Supported operators: ==, !=, >, <, in, not in, and, or, not,
contains, dotted-path $var.field.
Not supported: method calls (.lower(), .strip(), etc.), arithmetic, parentheses
grouping. Using an unsupported form raises ASTEvalError at parse time with an explicit
message (v0.7.5+).
Rules for safe use:
- Condition logic must be authored by you, not generated from untrusted input at runtime.
- LLM output may appear as a value being tested (
'yes' in '$decision'), never as the condition expression itself. - If you need case-insensitive matching, control the LLM output format via the prompt
(
Reply ONLY with: yes or no) rather than calling.lower()in the condition. - Use
allowed_outputs(v0.8.0) to enforce exact output values at the step level before the condition is evaluated.
# ❌ WRONG — method call raises ASTEvalError (v0.7.5+)

§ **SUPPLIED DATA**:

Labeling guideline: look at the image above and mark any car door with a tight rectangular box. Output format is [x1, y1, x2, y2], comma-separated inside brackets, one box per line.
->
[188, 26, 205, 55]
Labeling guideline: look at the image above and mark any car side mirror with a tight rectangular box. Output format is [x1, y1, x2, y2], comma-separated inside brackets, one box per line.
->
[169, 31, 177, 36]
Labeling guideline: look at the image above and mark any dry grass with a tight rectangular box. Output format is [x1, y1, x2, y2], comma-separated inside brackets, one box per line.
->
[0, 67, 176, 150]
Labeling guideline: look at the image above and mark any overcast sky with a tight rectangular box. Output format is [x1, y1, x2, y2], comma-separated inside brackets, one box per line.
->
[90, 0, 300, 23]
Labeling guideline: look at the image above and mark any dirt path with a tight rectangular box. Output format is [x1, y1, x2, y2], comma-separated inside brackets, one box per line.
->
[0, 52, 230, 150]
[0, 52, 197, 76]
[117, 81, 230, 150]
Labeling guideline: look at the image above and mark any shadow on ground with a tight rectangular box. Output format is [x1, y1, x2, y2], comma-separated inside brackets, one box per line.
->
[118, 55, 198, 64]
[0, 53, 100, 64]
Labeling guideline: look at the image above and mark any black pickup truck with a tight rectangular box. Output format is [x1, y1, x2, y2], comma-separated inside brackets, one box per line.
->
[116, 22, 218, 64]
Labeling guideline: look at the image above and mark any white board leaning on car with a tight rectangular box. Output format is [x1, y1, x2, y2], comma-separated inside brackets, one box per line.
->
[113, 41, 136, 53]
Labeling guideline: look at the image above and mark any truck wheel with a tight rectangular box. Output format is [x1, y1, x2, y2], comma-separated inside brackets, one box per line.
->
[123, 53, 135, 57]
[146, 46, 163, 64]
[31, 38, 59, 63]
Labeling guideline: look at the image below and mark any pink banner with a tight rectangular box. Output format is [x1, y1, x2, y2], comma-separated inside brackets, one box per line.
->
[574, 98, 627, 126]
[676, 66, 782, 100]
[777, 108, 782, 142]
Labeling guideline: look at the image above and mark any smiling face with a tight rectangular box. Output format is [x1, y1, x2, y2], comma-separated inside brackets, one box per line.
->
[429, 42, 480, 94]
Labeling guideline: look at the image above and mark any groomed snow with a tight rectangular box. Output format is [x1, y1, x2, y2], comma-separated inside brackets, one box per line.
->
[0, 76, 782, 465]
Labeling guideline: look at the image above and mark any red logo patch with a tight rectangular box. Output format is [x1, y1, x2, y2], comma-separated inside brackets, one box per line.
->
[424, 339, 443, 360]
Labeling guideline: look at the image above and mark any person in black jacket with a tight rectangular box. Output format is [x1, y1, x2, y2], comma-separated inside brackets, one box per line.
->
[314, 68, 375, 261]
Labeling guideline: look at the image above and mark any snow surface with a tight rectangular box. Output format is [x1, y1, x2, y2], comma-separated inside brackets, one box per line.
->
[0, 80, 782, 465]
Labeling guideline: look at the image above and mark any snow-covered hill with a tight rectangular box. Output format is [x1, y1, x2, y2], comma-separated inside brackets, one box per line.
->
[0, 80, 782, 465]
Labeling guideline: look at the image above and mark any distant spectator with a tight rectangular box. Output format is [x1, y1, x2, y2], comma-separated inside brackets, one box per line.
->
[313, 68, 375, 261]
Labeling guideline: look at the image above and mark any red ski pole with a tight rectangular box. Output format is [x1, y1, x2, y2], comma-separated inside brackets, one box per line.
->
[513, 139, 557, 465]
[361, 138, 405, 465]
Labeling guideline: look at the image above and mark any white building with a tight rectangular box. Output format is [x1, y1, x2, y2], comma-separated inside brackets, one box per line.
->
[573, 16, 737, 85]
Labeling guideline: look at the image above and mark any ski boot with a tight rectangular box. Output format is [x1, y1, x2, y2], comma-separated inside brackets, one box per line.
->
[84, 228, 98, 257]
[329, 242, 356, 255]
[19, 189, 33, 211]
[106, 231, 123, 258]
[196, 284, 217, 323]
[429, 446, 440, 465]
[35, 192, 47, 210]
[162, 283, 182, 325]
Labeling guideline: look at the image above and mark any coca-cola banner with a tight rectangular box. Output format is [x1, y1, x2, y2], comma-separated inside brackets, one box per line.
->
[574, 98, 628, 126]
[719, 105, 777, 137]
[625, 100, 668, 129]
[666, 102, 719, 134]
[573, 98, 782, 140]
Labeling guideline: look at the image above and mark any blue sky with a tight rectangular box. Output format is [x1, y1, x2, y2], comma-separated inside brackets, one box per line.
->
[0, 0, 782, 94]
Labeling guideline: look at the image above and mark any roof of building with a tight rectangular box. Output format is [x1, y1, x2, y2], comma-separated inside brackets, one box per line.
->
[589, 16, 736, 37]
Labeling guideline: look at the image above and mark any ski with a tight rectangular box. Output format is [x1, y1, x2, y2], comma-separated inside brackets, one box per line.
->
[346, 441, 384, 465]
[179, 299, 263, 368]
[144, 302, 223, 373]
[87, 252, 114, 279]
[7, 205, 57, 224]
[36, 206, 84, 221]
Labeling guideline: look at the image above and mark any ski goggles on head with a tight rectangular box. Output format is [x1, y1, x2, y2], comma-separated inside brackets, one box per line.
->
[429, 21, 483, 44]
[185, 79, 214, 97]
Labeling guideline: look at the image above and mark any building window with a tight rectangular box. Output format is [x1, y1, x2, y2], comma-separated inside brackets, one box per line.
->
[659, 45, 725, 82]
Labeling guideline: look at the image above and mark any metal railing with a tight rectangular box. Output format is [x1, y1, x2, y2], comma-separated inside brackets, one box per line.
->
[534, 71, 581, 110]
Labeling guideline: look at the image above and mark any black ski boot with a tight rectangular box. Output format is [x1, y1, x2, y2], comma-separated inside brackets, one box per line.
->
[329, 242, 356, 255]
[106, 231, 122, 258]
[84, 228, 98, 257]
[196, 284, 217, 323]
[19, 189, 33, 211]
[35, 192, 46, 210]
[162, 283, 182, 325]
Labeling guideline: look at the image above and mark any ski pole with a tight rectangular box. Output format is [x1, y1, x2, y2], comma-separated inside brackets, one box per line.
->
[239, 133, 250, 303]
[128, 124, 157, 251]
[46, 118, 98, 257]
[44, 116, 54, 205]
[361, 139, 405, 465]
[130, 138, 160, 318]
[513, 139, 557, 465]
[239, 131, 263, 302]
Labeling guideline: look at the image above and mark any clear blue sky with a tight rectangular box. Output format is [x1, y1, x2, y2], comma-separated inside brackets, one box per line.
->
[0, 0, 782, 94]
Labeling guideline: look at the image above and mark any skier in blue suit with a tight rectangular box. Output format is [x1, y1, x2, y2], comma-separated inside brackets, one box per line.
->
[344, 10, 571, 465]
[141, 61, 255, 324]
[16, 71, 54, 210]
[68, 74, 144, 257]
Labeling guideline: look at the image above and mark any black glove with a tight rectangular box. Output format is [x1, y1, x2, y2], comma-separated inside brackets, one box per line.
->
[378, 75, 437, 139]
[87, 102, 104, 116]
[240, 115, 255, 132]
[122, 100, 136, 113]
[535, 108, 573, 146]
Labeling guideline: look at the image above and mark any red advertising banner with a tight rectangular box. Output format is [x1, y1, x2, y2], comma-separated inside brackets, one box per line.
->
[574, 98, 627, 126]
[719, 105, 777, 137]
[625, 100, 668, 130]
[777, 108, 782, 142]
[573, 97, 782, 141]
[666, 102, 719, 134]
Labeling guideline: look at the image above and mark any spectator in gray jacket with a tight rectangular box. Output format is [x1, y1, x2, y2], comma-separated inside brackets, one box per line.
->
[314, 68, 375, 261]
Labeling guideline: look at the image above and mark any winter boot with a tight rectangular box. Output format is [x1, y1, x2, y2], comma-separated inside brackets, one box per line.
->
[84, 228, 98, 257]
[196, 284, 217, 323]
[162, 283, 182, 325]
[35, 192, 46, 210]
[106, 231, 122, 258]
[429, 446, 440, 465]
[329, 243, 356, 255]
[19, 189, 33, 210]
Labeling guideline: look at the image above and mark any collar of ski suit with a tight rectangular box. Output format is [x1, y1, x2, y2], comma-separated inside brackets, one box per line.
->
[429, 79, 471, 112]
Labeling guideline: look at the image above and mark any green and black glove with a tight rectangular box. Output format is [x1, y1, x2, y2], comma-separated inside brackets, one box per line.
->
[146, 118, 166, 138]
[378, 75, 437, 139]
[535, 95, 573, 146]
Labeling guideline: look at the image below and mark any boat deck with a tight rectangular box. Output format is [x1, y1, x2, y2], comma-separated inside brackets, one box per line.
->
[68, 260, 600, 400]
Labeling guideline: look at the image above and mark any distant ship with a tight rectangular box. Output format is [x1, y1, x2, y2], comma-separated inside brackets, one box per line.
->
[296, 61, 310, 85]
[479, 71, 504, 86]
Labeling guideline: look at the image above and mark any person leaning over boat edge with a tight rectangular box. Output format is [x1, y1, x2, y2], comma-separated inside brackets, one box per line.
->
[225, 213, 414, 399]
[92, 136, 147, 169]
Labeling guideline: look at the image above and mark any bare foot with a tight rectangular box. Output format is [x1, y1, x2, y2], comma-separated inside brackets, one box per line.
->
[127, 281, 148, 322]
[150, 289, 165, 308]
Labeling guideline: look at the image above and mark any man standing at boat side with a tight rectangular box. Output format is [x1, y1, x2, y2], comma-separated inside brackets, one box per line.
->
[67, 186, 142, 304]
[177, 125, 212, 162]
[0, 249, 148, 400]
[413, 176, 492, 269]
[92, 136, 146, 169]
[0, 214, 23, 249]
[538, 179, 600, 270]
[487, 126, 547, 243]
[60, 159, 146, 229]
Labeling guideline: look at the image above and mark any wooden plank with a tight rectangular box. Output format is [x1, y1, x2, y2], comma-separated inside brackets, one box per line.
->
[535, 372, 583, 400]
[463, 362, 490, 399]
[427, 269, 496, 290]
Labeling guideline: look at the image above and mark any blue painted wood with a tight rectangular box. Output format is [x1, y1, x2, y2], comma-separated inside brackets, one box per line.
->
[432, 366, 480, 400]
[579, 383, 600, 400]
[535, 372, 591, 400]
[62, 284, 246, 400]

§ **USING THE INFORMATION**:
[a] According to the passage, what error is raised when an unsupported form is used in a condition?
[b] For each statement, answer yes or no depending on whether it agrees with the passage, and quote the words that decide it.
(i) Arithmetic can be used in a condition.
(ii) LLM output may appear as a value being tested.
(iii) Condition logic may be generated from untrusted input at runtime.
[c] Using the passage, explain why case-insensitive matching should be handled through the prompt and not by calling .lower() in the condition.
The listing comes from a different source than the passage.

§ **ANSWERS TO THE PROBLEMS**:
[a] ASTEvalError, raised at parse time with an explicit message (v0.7.5+).

[b]
(i) No: "Not supported: method calls (.lower(), .strip(), etc.), arithmetic"
(ii) Yes: "LLM output may appear as a value being tested"
(iii) No: "Condition logic must be authored by you, not generated from untrusted input at runtime."

[c] Method calls such as .lower() are not supported in conditions, and using one raises ASTEvalError at parse time (v0.7.5+). So the passage says to control the LLM output format through the prompt, for example "Reply ONLY with: yes or no".